Collect every line in the items below that contains the word "blue", treating uppercase and lowercase letters as different.

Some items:
:::::
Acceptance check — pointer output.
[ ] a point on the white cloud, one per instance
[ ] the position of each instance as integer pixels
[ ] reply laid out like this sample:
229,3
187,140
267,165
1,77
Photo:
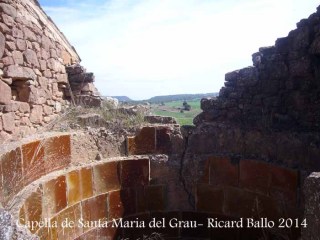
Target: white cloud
146,48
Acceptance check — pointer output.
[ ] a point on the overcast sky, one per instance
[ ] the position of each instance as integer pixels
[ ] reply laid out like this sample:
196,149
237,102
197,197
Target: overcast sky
143,48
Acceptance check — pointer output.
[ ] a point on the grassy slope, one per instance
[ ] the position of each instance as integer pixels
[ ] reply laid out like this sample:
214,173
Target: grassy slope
170,109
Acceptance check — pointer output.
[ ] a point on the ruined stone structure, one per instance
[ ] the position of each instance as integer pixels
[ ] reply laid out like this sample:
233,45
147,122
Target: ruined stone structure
34,84
250,154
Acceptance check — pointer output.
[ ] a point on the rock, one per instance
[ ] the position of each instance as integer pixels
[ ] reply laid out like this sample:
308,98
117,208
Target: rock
4,28
8,9
20,73
2,44
17,33
312,208
29,35
8,121
5,96
17,57
111,103
31,57
21,44
160,120
24,107
91,120
36,114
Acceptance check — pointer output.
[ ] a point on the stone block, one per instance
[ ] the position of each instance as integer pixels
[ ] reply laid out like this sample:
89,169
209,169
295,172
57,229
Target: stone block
134,173
21,44
5,90
223,172
31,58
8,9
144,142
86,182
255,176
209,199
57,152
106,177
36,114
20,73
243,203
163,141
8,122
33,161
54,196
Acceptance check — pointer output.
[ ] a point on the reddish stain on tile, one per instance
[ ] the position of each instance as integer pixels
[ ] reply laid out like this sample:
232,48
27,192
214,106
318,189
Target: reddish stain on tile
155,198
95,208
55,196
57,152
86,182
209,199
68,219
121,203
11,171
196,232
134,173
106,177
74,191
33,209
223,172
33,161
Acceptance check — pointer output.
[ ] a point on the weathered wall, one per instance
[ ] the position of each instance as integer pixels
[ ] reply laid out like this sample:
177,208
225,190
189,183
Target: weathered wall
270,110
33,79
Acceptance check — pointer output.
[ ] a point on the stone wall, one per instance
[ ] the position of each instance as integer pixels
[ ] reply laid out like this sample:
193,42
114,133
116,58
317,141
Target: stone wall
34,83
270,110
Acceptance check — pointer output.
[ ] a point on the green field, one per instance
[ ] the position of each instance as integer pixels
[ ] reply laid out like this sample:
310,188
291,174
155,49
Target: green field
171,109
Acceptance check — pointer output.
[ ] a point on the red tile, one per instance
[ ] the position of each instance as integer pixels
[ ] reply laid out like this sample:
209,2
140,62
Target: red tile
55,196
209,199
68,227
223,172
95,208
33,161
74,189
134,173
33,209
11,171
57,152
121,203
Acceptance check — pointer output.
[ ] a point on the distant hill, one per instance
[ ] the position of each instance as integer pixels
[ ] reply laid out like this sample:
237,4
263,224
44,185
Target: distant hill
167,98
123,98
179,97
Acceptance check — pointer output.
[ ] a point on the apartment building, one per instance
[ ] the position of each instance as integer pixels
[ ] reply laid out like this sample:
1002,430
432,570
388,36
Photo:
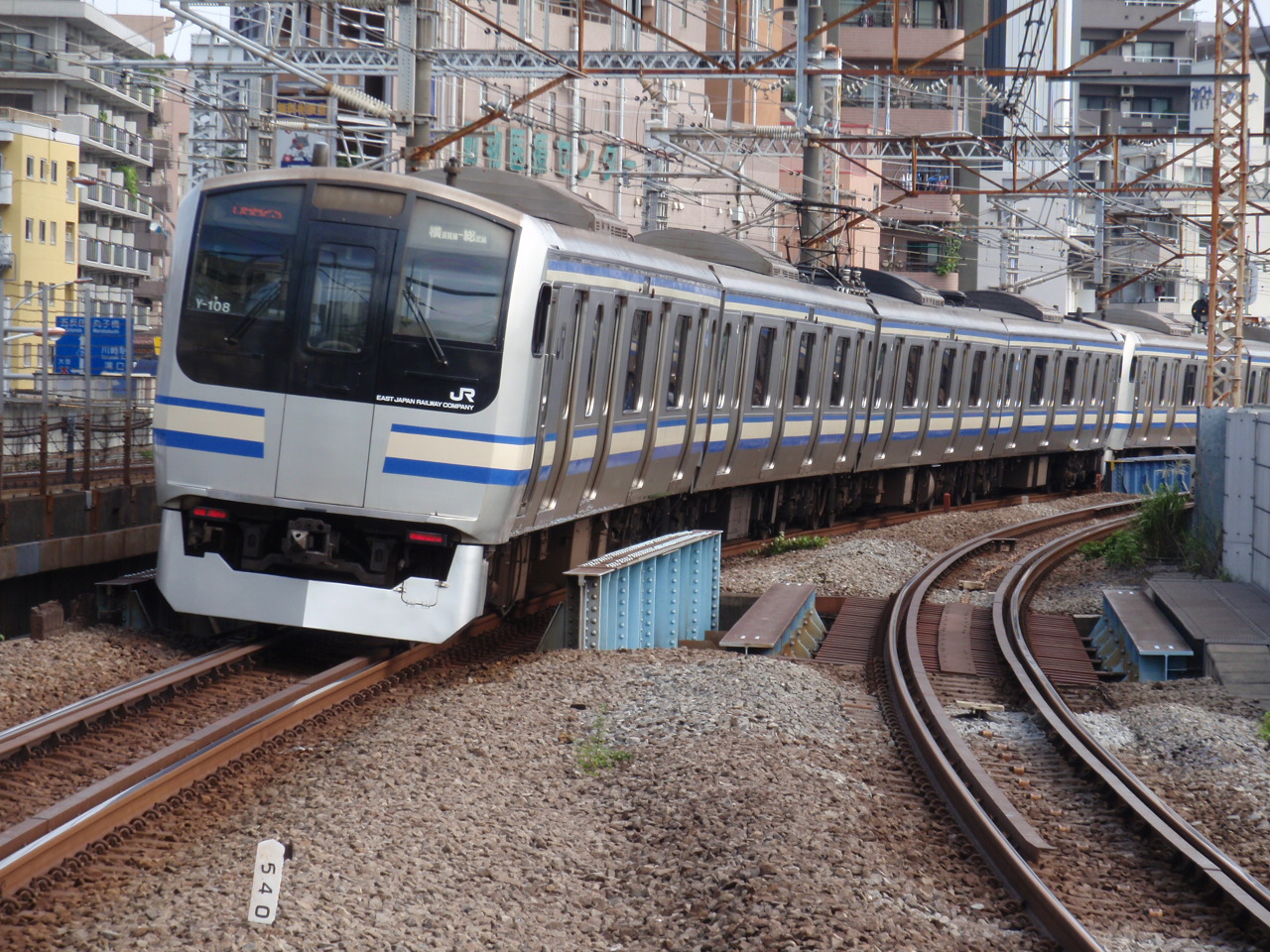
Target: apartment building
39,226
64,61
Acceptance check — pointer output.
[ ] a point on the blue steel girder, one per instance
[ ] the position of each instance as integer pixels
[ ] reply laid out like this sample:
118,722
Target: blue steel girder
526,63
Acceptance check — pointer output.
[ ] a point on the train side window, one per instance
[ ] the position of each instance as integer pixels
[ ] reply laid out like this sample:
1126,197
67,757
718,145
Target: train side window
803,372
538,341
1070,367
838,388
721,382
948,363
631,397
913,376
976,363
1189,377
880,376
679,349
593,361
763,348
1037,391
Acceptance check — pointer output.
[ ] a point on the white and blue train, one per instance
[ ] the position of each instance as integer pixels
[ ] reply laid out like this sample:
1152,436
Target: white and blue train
388,404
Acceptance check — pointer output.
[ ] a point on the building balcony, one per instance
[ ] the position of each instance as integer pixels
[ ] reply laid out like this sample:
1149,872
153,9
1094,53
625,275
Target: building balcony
119,144
121,259
116,199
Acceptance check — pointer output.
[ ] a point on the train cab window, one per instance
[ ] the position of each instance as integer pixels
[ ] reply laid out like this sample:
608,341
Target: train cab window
631,397
1037,391
454,272
1070,368
679,350
341,298
763,349
721,382
948,363
976,365
1189,376
803,371
913,376
838,386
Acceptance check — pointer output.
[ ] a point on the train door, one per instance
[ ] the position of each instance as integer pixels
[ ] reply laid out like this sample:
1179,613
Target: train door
341,303
1069,428
795,412
1008,405
908,397
970,435
670,407
634,371
832,424
717,399
937,440
579,412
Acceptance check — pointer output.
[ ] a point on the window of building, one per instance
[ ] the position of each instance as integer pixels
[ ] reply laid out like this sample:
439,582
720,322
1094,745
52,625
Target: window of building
1151,105
1037,394
921,255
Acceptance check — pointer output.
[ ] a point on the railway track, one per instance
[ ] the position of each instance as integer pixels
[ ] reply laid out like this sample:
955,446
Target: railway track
1074,834
79,780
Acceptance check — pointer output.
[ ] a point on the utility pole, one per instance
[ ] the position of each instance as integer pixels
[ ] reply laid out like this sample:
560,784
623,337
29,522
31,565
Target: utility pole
1227,272
422,108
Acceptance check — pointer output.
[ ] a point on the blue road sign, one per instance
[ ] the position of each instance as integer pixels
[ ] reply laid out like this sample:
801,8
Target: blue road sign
109,345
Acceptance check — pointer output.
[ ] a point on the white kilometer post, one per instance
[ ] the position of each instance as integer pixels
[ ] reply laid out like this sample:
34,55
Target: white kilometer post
266,883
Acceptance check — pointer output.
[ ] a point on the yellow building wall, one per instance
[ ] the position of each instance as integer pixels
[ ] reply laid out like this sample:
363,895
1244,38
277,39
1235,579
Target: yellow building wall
40,220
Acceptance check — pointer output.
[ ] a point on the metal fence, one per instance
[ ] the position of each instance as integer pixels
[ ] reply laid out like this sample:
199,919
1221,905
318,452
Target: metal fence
72,445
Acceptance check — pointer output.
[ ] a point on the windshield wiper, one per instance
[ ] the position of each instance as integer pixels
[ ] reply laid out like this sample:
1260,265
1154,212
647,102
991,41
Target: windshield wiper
268,296
420,312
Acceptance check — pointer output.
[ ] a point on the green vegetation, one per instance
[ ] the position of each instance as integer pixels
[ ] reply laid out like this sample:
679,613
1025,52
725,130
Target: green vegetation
594,752
793,543
1157,534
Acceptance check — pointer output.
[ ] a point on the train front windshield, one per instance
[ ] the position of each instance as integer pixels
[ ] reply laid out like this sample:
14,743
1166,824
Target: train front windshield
348,294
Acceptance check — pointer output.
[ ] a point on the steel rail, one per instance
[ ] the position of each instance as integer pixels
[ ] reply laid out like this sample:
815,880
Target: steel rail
1000,833
1247,893
80,714
73,825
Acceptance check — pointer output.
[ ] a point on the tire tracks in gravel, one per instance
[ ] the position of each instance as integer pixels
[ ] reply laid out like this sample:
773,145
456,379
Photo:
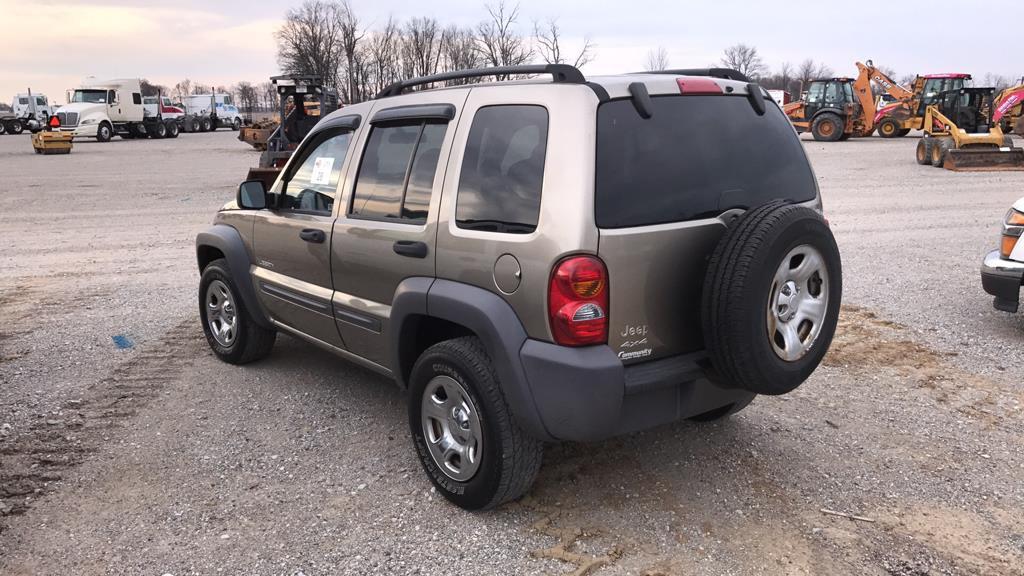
:::::
EXERCISE RESULT:
[ ] a point on the blue steel girder, one per instance
Target: blue steel girder
[ ] a point on the white and blue train, one per instance
Target: white and blue train
[ ] a point on the blue road sign, one per instance
Target: blue road sign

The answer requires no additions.